### EXCERPT
::::::

Although the bounties generated a vast increase in thylacine corpses and skins, the number of attacks on chickens and sheep didn’t appear to diminish:

“A second bounty scheme began in 1840–but again, the records give no real indication that either the bounties or the tiger men were necessary at all, and the suspicion must arise that invented or greatly exaggerated ‘ravages’ of ‘savage’ thylacines against the flocks conveniently masked the true nature of the Company’s pastoral failings.”

In other words, would-be shepherds who had failed in their endeavours tried to cover up their shortcomings by blaming the “savage” predator known as the Tasmanian tiger. The thylacine became a convenient scapegoat for man’s inability to tame the wilds of Tasmania. Thylacine scholar Robert Paddle notes that:

“‘at no stage in any of the official annual reports on the state of the [sheep] industry during these crucial years was the thylacine mentioned even as a minor problem of significance to sheep farmers’.” (bracketed text in original)

Thus the authorities knew from these reports that thylacines weren’t decimating the flocks, yet still they continued to offer bounties on their bodies. Meanwhile, the real predators continued to attack.

::::::

### STUDY QUESTIONS
A. In the passage on thylacine bounties, in what year did the second bounty scheme begin?
B. Carry on the passage on thylacine bounties, starting right after its last sentence.

::::::

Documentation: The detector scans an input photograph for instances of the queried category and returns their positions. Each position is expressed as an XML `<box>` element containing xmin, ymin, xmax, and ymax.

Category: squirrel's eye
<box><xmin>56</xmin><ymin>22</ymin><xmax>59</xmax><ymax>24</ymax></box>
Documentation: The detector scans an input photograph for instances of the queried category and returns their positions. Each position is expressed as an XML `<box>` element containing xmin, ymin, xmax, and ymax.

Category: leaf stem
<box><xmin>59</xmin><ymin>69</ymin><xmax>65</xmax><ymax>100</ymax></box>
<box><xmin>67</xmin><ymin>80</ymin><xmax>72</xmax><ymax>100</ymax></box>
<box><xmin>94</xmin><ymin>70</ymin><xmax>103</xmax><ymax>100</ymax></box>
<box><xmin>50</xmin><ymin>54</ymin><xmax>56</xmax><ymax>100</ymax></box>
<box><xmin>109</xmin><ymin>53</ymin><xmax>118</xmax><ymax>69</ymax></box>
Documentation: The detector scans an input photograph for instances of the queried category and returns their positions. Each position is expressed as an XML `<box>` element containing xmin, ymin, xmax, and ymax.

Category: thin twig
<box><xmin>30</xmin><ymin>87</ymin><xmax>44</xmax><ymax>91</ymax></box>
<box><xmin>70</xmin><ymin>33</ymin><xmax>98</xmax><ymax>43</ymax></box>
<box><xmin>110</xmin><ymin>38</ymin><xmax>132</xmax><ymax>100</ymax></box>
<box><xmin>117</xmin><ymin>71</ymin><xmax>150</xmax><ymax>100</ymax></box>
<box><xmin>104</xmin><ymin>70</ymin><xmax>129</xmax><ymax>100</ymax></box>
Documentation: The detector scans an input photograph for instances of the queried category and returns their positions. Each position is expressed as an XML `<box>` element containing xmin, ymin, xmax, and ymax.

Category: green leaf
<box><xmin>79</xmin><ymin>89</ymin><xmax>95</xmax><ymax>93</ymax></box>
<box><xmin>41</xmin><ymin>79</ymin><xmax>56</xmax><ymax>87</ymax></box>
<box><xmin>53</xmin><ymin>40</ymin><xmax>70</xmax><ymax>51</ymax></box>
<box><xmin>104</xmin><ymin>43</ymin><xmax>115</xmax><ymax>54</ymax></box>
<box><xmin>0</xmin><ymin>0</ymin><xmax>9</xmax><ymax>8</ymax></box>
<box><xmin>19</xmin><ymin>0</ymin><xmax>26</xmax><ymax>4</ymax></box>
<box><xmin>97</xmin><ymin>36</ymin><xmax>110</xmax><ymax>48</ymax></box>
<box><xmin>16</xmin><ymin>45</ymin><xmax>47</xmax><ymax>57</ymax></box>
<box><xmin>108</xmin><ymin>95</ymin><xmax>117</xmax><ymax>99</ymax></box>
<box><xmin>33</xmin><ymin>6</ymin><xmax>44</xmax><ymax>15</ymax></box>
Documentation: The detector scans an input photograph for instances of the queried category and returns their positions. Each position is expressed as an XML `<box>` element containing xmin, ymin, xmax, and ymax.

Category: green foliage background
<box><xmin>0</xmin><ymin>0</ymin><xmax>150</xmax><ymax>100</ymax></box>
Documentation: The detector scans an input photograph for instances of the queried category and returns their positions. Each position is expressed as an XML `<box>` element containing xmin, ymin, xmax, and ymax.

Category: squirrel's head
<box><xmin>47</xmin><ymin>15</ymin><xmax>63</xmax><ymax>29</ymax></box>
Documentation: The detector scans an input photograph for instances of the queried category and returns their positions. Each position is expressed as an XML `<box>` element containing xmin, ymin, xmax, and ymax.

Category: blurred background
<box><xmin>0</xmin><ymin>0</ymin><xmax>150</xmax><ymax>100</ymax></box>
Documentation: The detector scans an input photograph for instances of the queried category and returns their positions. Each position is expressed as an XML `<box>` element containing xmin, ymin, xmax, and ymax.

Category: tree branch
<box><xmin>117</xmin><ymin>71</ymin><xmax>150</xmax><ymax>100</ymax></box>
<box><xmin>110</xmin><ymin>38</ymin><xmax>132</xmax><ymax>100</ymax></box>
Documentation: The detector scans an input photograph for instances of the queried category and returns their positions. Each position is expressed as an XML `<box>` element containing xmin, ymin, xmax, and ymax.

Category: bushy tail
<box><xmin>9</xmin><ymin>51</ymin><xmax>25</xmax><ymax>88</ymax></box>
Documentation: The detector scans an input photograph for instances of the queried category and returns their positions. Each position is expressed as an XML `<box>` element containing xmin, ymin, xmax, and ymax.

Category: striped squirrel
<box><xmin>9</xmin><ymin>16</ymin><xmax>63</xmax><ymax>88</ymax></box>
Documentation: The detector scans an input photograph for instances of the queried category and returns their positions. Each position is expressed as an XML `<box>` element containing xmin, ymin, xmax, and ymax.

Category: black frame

::::::

### ACTIVITY ANSWERS
A. 1840

B.
In the early twentieth century conservationists began to take notice, and zoos especially wanted thylacine specimens in their menageries. Zoos were offering more money for a living thylacine than the Tasmanian authorities were, so trappers caught the animals and shipped them around the world. As the last living thylacines were leaving the island, the government sat back and let it happen. They only wanted the animal eradicated:

“The animal was neither pest nor vermin but was singled out of its environment for the apparent economic betterment of the few, by a conservative mindset demanding the continued conquest of wilderness. That Tasmanians were unable to save it from extinction–that they did not even try until well into the twentieth century–eventually spread an enormous pall of guilt, regret and sorrow.”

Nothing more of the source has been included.